__Your goal__.
An exact copy of every entry is the required answer.

__Source material__.
════════

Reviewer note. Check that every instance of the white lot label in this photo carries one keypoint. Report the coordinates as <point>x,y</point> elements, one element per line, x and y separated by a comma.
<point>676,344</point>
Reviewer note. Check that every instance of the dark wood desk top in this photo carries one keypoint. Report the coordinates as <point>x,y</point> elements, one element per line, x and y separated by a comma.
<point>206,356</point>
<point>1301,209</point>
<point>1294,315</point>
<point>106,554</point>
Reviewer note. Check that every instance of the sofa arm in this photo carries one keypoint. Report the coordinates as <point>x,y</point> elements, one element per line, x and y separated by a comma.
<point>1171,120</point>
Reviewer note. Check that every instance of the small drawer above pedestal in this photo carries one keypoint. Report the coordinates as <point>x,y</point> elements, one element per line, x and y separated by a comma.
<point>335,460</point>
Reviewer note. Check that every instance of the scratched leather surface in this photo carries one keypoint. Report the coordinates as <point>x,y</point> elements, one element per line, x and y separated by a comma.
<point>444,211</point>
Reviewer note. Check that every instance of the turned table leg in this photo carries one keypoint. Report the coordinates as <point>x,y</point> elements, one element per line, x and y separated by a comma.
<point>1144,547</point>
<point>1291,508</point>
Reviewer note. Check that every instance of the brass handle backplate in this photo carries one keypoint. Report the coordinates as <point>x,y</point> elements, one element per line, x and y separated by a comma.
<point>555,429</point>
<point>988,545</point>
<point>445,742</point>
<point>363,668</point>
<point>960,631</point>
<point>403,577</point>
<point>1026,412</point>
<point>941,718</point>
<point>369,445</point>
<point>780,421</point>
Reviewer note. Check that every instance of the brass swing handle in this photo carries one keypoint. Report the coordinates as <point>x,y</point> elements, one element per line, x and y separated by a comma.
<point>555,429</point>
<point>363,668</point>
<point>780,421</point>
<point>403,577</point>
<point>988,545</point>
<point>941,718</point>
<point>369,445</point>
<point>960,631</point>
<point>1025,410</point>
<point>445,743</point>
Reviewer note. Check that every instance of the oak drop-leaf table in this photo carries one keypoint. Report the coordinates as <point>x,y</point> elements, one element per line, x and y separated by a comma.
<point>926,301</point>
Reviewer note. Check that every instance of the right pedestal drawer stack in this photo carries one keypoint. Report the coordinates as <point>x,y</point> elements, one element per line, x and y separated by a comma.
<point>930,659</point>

════════

__Answer section__.
Reviewer note. Check that every instance of the white lot label in this photo carries one keypoint. Report the coordinates as <point>x,y</point> elements, one element per line, x and y separated by a comma.
<point>676,344</point>
Reviewer note. Check that every instance of the dark wood desk top in this photo carries one keypoint. Report the coordinates as <point>x,y</point> elements, one element per line, x and y separated by a comma.
<point>206,356</point>
<point>1301,209</point>
<point>1294,315</point>
<point>106,554</point>
Reviewer note. Check that every instance of the sofa arm in this photo carries one keypoint. Report the coordinates as <point>x,y</point> elements, one element per line, x and y separated by a comma.
<point>1171,120</point>
Reviewer note. Check that every instance of the small drawer above pedestal in this photo carries one keypoint. Report the coordinates as <point>x,y</point> elements, one element per line, x and y separated by a comma.
<point>335,460</point>
Reviewer note. Check that every instance of the scratched leather surface in this photo carries one keypoint. Report the coordinates as <point>x,y</point> elements, one element per line, x and y separated by a comma.
<point>444,211</point>
Reviewer note. Check that every instance of the turned table leg in this photo carries one keypoint. Report the coordinates as <point>x,y</point> elements, one element per line, x and y separated by a comma.
<point>1144,547</point>
<point>1291,508</point>
Reviewer note. Check that every instance of the brass handle backplate in this photo carries one keypoint. Report the coordinates as <point>x,y</point> elements, one element per line, x and y separated by a comma.
<point>555,429</point>
<point>988,545</point>
<point>445,742</point>
<point>363,668</point>
<point>960,631</point>
<point>403,577</point>
<point>1026,412</point>
<point>941,718</point>
<point>369,445</point>
<point>780,421</point>
Reviewer note. Check that every instance of the brass swing handle in this photo carries one keypoint. Report the coordinates as <point>x,y</point> elements, one element per line, x and y separated by a comma.
<point>555,429</point>
<point>363,668</point>
<point>780,421</point>
<point>403,577</point>
<point>988,545</point>
<point>941,718</point>
<point>369,445</point>
<point>960,631</point>
<point>1025,410</point>
<point>445,743</point>
Reviewer note. Check that every instance of the oak drop-leaf table in this photo carries one keypoint. Report the coordinates as <point>x,y</point> elements, one element per line, x and y separated by a comma.
<point>926,301</point>
Reviewer note. Check that every instance of the right pedestal drawer stack in this photo carries one keypoint. Report the coordinates as <point>x,y</point> elements, one element per line, x and y separated by a comma.
<point>930,659</point>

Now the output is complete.